**WORK TO DO**
Transcribe the Net Promoter Score passage verbatim from "NPS = % Positive" up to and including "know your secret!)".

Ever since the Net Promoter Score (NPS) Metric was introduced in the early 2000’s, businesses have always been keen to know if they have a “good” score. Nervous CEOs and business owners may desperately quiz their marketing staff about the score in the hopes it can answer the question, “Just how popular are we and do people like our product?”.

At its heart, the NPS is quite a simple number to calculate. If you need a refresher, we’ve gone into more detail here covering how to measure your NPS, but you use the following formula:

NPS = % Positive reviews – % Negative reviews

So using a basic example, if you have 50% positive reviews and 20% negative reviews, you’d get an NPS of 30. The score can theoretically run from +100 all the way to -100 if you have 100% reviews either way.

Now, while this sounds simple in principle, it’s actually far more complicated to say what a “good” score actually is, and unfortunately there isn’t a golden number to aim for that we can apply to every business. (Unless you’ve somehow managed to get an NPS of +100, then well done, we’d love to know your secret!)

**SOURCE EXCERPT**

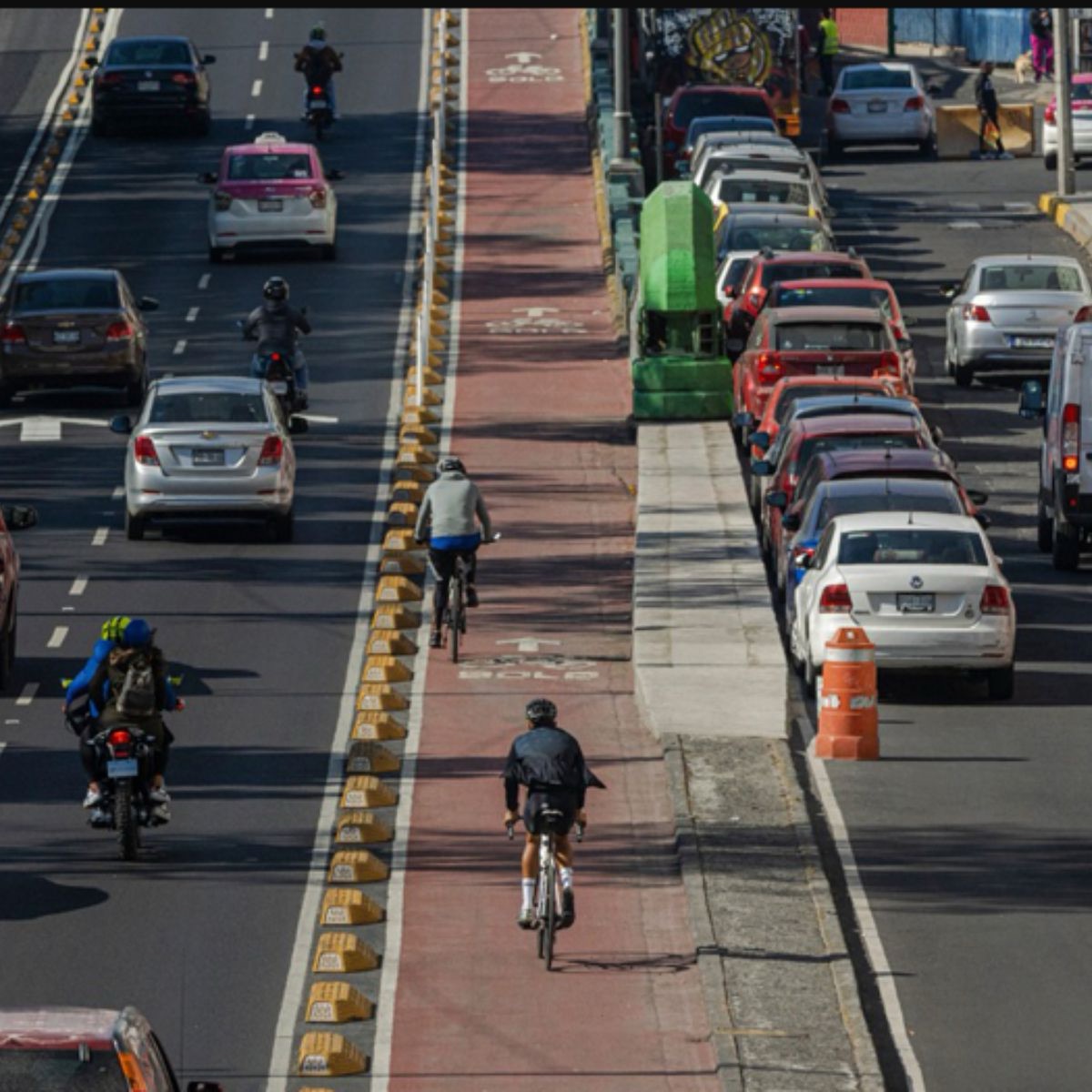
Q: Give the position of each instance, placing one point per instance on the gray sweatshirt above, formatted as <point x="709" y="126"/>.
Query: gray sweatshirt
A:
<point x="451" y="503"/>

**PROBLEM SOLUTION**
NPS = % Positive reviews – % Negative reviews

So using a basic example, if you have 50% positive reviews and 20% negative reviews, you’d get an NPS of 30. The score can theoretically run from +100 all the way to -100 if you have 100% reviews either way.

Now, while this sounds simple in principle, it’s actually far more complicated to say what a “good” score actually is, and unfortunately there isn’t a golden number to aim for that we can apply to every business. (Unless you’ve somehow managed to get an NPS of +100, then well done, we’d love to know your secret!)